— Begin —

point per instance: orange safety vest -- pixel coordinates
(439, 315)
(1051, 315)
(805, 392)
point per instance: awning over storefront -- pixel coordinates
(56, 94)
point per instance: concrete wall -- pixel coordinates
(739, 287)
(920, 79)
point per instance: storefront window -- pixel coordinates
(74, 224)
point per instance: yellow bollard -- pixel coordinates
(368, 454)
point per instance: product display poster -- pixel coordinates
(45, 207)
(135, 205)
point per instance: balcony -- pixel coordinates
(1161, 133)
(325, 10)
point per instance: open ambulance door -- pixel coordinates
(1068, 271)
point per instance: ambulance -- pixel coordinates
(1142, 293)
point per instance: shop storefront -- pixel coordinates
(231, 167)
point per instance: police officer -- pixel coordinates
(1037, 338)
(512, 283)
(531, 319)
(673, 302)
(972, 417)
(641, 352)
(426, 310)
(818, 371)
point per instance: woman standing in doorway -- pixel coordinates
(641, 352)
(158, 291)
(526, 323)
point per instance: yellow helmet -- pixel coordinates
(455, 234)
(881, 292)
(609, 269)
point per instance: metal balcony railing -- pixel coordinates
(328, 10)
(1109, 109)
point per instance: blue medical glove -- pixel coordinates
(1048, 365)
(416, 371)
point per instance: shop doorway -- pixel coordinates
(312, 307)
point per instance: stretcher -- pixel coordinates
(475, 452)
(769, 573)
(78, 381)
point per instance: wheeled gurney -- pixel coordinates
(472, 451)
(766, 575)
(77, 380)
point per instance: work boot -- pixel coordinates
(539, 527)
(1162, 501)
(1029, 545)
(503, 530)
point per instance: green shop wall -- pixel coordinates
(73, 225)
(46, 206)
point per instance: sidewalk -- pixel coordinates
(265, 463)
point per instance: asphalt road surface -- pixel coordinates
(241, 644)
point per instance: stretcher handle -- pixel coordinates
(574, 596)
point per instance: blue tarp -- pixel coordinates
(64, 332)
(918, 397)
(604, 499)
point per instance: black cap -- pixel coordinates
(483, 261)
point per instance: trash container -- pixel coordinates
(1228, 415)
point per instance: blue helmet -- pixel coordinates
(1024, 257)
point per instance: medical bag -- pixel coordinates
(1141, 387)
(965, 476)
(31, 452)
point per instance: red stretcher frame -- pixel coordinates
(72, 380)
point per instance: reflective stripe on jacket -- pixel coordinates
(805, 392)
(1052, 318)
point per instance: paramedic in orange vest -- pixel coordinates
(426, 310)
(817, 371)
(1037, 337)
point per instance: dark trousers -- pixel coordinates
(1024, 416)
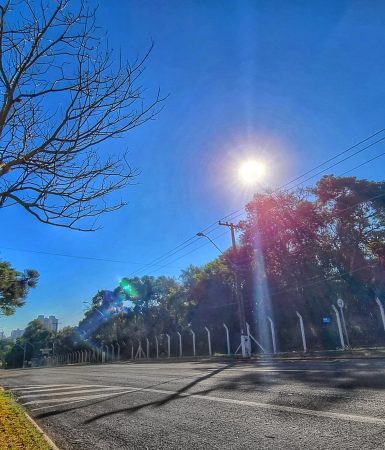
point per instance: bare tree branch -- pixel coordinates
(62, 95)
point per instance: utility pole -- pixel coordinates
(245, 340)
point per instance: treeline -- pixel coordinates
(297, 251)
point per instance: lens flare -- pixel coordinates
(251, 171)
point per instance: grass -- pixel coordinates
(16, 431)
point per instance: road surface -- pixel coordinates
(307, 404)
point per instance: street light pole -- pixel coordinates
(245, 340)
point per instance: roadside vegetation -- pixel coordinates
(16, 431)
(298, 251)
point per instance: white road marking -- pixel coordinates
(53, 389)
(266, 406)
(82, 398)
(37, 386)
(76, 391)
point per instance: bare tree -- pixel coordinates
(63, 94)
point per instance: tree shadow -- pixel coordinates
(157, 403)
(331, 383)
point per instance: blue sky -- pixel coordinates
(291, 82)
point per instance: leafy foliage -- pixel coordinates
(14, 287)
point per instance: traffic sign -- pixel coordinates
(45, 351)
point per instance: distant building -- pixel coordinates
(51, 322)
(15, 334)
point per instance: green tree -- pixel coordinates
(14, 287)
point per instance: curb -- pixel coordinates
(45, 436)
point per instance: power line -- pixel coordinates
(235, 214)
(240, 211)
(64, 255)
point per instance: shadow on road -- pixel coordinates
(330, 383)
(157, 403)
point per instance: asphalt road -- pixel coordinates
(208, 405)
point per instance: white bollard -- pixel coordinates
(168, 345)
(339, 327)
(341, 305)
(380, 305)
(302, 331)
(180, 344)
(272, 334)
(227, 339)
(209, 340)
(194, 347)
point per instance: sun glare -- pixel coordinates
(251, 171)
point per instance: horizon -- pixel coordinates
(290, 84)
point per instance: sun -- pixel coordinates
(251, 171)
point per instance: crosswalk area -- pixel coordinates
(38, 397)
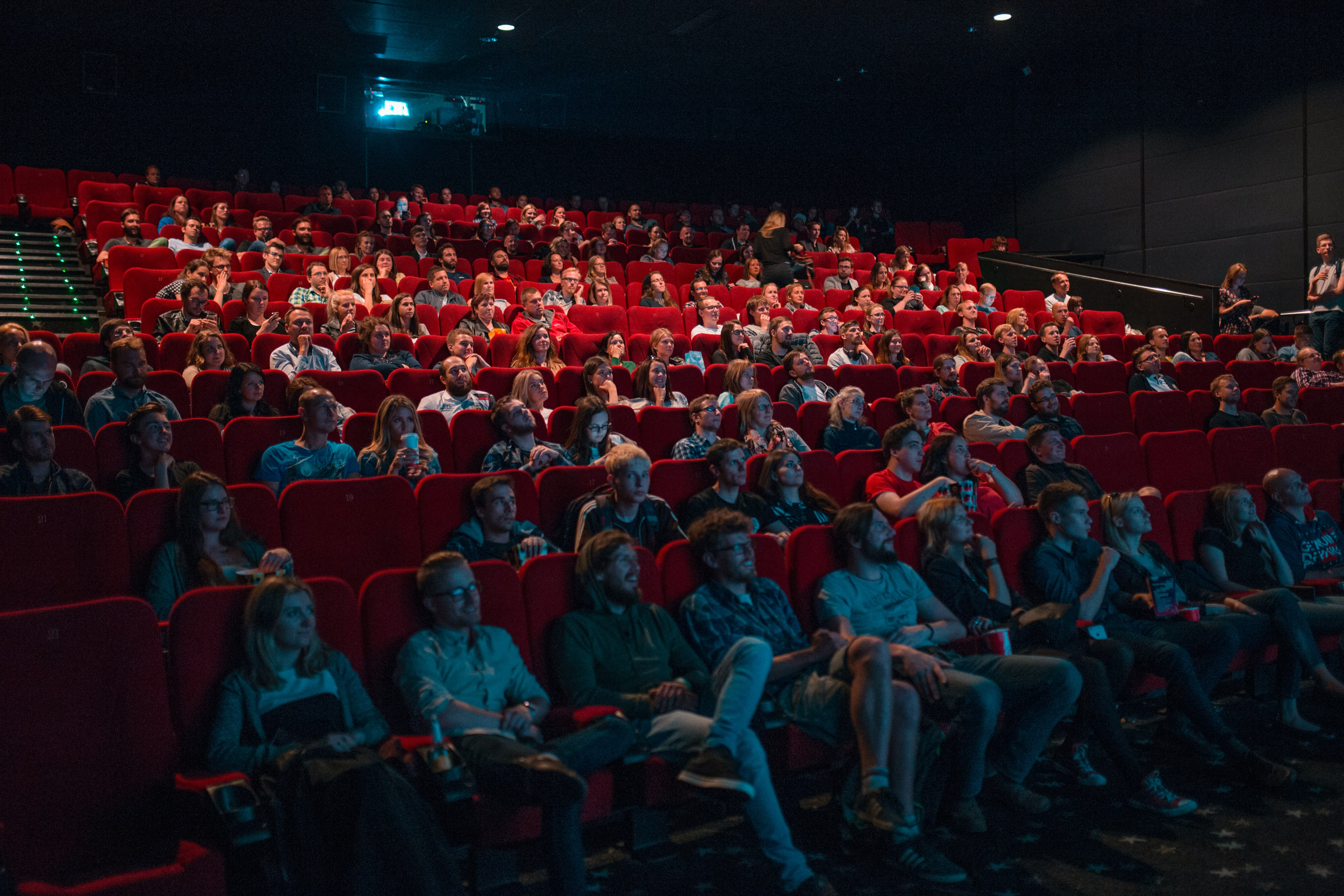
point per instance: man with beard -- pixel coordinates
(519, 449)
(128, 392)
(130, 234)
(620, 652)
(304, 240)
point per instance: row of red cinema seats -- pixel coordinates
(1174, 463)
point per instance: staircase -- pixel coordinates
(43, 285)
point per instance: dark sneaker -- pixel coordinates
(815, 886)
(964, 817)
(876, 811)
(923, 859)
(1261, 772)
(1078, 768)
(1152, 795)
(715, 769)
(1014, 796)
(547, 781)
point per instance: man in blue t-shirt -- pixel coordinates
(312, 456)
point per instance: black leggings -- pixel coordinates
(1105, 667)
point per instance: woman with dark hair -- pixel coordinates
(148, 444)
(112, 331)
(1193, 349)
(242, 395)
(210, 547)
(254, 319)
(655, 292)
(397, 445)
(597, 381)
(613, 350)
(651, 387)
(296, 711)
(537, 349)
(209, 352)
(376, 342)
(734, 344)
(788, 493)
(590, 434)
(984, 487)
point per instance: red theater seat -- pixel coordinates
(86, 785)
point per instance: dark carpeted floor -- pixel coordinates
(1240, 841)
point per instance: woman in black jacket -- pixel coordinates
(964, 574)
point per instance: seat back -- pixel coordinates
(206, 644)
(326, 527)
(89, 750)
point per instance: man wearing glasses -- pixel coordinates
(471, 680)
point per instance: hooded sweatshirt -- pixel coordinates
(615, 659)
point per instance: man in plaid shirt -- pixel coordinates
(705, 414)
(810, 683)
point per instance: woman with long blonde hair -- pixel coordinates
(388, 452)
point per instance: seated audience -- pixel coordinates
(728, 461)
(376, 339)
(211, 547)
(791, 498)
(244, 395)
(1070, 567)
(1284, 412)
(398, 447)
(983, 487)
(849, 428)
(810, 683)
(1311, 370)
(590, 434)
(519, 449)
(37, 472)
(34, 382)
(1229, 397)
(990, 424)
(128, 392)
(651, 387)
(300, 352)
(193, 318)
(628, 507)
(876, 594)
(758, 429)
(312, 456)
(148, 444)
(209, 352)
(854, 350)
(254, 319)
(1148, 374)
(963, 572)
(295, 695)
(706, 418)
(677, 707)
(1271, 617)
(803, 385)
(495, 532)
(470, 682)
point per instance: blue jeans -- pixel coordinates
(1033, 692)
(728, 706)
(1327, 332)
(584, 752)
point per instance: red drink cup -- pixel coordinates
(998, 641)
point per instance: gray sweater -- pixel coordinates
(237, 741)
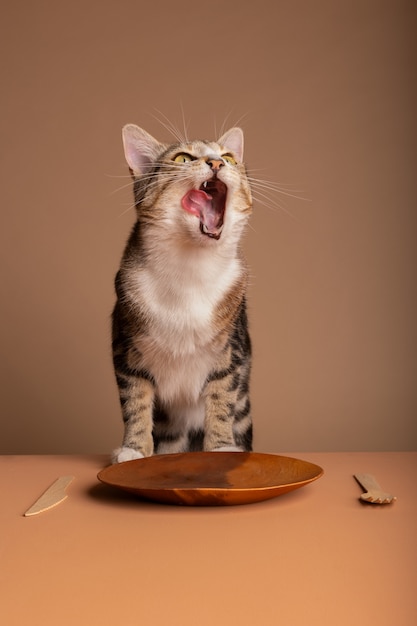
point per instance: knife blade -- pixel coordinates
(51, 497)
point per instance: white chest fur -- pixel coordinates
(180, 298)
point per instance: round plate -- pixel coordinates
(211, 478)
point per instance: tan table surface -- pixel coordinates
(313, 556)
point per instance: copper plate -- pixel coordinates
(211, 478)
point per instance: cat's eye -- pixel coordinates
(183, 157)
(229, 159)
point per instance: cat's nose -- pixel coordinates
(215, 164)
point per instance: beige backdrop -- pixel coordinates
(325, 92)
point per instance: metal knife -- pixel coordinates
(51, 497)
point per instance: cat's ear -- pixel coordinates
(141, 149)
(233, 141)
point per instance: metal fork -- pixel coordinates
(374, 493)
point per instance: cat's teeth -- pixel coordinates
(207, 232)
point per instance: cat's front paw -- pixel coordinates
(125, 454)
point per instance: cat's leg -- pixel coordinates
(228, 421)
(226, 428)
(136, 399)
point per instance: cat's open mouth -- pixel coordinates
(209, 204)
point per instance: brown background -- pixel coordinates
(325, 92)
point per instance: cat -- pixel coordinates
(180, 339)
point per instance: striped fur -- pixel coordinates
(181, 348)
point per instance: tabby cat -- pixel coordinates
(181, 347)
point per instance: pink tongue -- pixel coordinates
(199, 203)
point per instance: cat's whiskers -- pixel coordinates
(170, 127)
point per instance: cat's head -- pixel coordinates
(194, 191)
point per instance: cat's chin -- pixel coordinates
(120, 455)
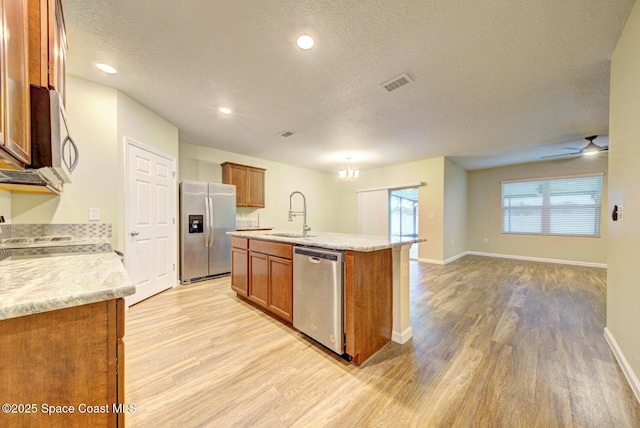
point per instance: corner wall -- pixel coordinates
(485, 214)
(455, 211)
(623, 273)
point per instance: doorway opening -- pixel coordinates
(403, 215)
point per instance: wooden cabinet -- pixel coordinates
(281, 288)
(368, 302)
(67, 357)
(240, 266)
(259, 279)
(249, 182)
(15, 143)
(270, 279)
(47, 45)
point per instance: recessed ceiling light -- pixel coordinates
(305, 42)
(106, 68)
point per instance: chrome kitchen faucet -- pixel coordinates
(292, 213)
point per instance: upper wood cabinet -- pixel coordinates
(47, 45)
(249, 182)
(15, 144)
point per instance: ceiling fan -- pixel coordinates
(589, 150)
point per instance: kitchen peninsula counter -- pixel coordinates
(376, 282)
(61, 333)
(332, 240)
(35, 284)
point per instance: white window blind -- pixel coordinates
(556, 206)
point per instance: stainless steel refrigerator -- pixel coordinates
(207, 213)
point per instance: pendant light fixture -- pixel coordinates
(349, 173)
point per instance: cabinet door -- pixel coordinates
(259, 279)
(240, 271)
(255, 191)
(15, 79)
(281, 288)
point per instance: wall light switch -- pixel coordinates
(94, 214)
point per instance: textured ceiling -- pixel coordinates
(495, 81)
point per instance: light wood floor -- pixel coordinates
(496, 343)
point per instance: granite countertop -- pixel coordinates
(331, 240)
(34, 284)
(49, 241)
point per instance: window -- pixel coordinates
(556, 206)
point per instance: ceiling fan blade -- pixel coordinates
(566, 155)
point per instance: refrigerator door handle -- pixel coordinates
(210, 221)
(207, 225)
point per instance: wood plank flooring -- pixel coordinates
(496, 343)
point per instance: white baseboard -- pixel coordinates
(538, 259)
(443, 262)
(402, 337)
(624, 364)
(432, 261)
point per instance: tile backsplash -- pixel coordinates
(80, 233)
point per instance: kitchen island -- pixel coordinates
(376, 282)
(61, 333)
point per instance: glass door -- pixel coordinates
(403, 215)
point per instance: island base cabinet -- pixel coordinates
(270, 275)
(67, 362)
(259, 279)
(281, 288)
(240, 272)
(368, 302)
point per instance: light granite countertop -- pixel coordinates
(34, 284)
(331, 240)
(49, 241)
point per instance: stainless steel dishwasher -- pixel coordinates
(318, 295)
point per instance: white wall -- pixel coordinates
(455, 210)
(485, 218)
(623, 250)
(320, 189)
(5, 205)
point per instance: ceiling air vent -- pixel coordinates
(396, 82)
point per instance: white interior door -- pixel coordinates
(150, 219)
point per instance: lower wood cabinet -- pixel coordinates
(240, 271)
(263, 274)
(259, 279)
(68, 362)
(281, 288)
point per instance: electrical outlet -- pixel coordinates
(94, 214)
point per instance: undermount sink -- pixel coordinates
(289, 235)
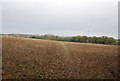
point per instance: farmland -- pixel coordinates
(46, 59)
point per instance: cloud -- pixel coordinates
(68, 17)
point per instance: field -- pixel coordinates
(44, 59)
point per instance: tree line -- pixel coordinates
(81, 39)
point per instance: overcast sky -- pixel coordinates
(60, 17)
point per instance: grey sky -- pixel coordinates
(61, 17)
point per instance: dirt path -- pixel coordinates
(67, 52)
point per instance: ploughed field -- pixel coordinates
(24, 58)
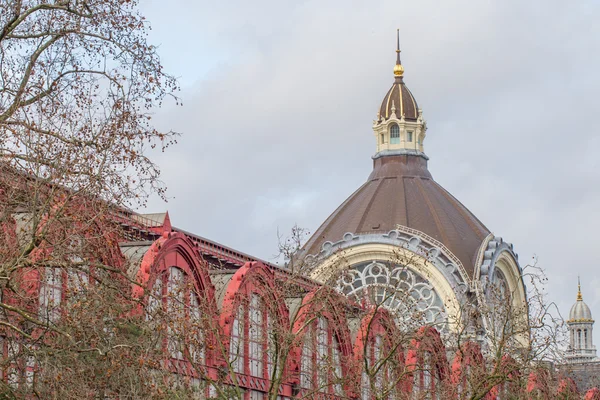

— End —

Task directions
Find each line above that contains the word "with" and copy all of them out.

Response for this exercise
point per instance: man with beard -- pixel coordinates
point per instance: woman with dark hair -- pixel coordinates
point per instance: woman with long blonde hair -- pixel coordinates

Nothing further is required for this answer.